| Page extract |
----
When Temple University researchers studied fat taken from obese and lean people, they found major differences in the way fat cells from the two groups behaved.
The fat cells from the obese people showed significant stress at a part of the cell responsible for the synthesis of proteins, known as the endoplasmic reticulum (ER).
This stress appears to lead to the production of specific proteins associated with insulin resistance, which plays a major role in obesity-related diabetes, says lead researcher Guenther Boden, MD.
There was also much more inflammation in the fat tissue from the obese study participants.
"This is the first human study to show that the fat in obese people is 'sick,' meaning that it does not function as it should," Boden tells WebMD.
The job of body fat is to store excess energy, or calories.
Boden says routinely taking in more calories than the body can use not only leads to weight gain, but it also appears to stress the fat tissue to the point where it becomes fatigued and dysfunctional.
"The bad health effects associated with obesity are probably not caused by the extra fat itself," he says. "They probably result from the constant overloading of the system with excess calories."
In the Temple study, Boden and colleagues performed cellular analysis on fat cells taken from the upper thighs of six normal-weight and six obese people. None of the obese study participants had diabetes.
The analysis revealed over-expression of several proteins related to energy and fat metabolism in the fat cells from obese people.
Specifically, levels of 19 proteins were higher in the fat cells from the obese people than the non-obese people, including three that were related to a specific ER stress-related response.
The researchers conclude that the endoplasmic reticulum might sense nutritional excess and translate that excess into metabolic and inflammatory responses.
Understanding Sick Cells
Boden says the findings could explain why diabetic people who have weight loss surgery often show dramatic improvements in insulin resistance within days of surgery, long before significant weight loss occurs.
"People have all kinds of theories about why bariatric surgery works the way it does, but the most simple and straightforward explanation is that the dramatic and immediate reduction in caloric intake is responsible for this improvement," he says.
Endocrinologist and diabetes researcher R. Paul Robertson, MD, tells WebMD that the findings are important because researchers have been trying to link ER stress to insulin resistance for some time.
Robertson is a professor of medicine and pharmacology at the University of Washington and the president-elect of medicine and science for the American Diabetes Association.
"We really don't understand what insulin resistance is," he says. "We know it exists, but we don't have a good molecular explanation for it. Studies like this one provide important clues."
----
| Tasks for this exercise |
1 > According to the fat-cell article, how many proteins showed higher levels in the fat cells of the obese participants than in those of the non-obese participants?
2 > Reproduce word for word the stretch of the fat-cell article that opens with the words containing "The fat cells from the obese people showed" and closes with "obese study participants.".

| Data |
----
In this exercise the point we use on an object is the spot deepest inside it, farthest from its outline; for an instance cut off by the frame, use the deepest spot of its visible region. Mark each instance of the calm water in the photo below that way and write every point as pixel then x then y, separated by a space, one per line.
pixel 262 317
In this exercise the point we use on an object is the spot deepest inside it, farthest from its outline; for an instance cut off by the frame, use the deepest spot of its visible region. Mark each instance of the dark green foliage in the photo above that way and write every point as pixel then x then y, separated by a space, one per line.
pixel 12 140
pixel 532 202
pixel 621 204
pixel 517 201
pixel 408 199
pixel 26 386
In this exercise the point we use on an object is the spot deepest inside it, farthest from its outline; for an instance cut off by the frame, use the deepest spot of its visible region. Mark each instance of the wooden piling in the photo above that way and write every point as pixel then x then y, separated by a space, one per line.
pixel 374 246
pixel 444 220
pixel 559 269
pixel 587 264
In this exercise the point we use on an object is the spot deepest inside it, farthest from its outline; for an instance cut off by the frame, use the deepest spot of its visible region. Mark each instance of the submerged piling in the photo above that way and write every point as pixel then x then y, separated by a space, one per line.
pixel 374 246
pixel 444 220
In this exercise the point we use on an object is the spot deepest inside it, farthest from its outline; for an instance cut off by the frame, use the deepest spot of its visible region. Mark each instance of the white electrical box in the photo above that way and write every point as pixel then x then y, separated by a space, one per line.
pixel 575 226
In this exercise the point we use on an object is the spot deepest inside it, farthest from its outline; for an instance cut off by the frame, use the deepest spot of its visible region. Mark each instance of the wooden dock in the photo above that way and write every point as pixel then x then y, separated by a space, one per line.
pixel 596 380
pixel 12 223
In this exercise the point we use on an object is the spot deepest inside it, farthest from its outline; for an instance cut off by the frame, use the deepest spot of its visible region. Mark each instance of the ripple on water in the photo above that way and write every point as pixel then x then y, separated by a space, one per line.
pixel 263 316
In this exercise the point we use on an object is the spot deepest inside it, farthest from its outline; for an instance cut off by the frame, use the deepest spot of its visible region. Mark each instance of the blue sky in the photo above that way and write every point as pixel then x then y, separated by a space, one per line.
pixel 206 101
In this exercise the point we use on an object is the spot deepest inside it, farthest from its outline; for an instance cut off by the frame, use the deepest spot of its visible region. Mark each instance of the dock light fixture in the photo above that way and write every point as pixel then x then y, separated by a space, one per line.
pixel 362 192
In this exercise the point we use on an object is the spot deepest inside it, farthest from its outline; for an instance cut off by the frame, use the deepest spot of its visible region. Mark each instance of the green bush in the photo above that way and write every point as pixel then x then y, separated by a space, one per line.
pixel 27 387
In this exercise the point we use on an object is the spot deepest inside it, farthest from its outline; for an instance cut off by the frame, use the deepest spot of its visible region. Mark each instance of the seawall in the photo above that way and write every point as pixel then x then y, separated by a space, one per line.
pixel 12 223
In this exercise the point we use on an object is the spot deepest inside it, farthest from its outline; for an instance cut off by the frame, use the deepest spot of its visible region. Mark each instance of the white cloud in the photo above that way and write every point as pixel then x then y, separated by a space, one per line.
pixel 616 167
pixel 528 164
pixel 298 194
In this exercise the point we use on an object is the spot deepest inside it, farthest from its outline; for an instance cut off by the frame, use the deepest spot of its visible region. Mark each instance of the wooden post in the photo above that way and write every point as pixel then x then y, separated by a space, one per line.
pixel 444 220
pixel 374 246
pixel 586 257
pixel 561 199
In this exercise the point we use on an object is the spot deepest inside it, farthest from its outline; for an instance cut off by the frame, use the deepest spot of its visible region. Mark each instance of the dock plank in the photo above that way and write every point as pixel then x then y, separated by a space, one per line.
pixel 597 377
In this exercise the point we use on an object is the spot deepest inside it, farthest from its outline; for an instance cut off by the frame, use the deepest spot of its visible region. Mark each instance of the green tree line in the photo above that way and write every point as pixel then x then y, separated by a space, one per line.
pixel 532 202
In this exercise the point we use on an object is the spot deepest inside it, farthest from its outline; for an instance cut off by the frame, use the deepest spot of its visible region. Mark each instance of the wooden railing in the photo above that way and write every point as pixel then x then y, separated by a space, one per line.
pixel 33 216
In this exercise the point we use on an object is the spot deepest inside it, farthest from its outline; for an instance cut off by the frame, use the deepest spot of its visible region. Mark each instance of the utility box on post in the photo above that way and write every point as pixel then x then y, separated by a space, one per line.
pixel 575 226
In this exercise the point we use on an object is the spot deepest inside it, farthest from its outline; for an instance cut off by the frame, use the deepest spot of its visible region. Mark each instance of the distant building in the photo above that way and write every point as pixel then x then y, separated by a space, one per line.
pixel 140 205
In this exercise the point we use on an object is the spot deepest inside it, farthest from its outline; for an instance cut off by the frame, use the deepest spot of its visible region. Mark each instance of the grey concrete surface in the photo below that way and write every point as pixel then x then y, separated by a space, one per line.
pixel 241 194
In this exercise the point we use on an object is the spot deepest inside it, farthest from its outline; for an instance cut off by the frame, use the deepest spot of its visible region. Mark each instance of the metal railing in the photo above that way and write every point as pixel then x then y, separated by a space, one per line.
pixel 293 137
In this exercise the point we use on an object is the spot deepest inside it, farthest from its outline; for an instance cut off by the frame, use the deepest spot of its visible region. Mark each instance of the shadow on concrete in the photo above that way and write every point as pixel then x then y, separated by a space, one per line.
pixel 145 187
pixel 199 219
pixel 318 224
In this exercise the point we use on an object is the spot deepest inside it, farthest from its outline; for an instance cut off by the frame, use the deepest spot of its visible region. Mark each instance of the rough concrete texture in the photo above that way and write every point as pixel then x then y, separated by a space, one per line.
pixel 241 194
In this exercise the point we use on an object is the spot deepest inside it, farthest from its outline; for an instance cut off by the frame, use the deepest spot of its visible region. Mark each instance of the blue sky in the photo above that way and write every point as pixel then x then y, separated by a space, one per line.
----
| Results by task |
1 > 19 proteins.

2 >
The fat cells from the obese people showed significant stress at a part of the cell responsible for the synthesis of proteins, known as the endoplasmic reticulum (ER).
This stress appears to lead to the production of specific proteins associated with insulin resistance, which plays a major role in obesity-related diabetes, says lead researcher Guenther Boden, MD.
There was also much more inflammation in the fat tissue from the obese study participants.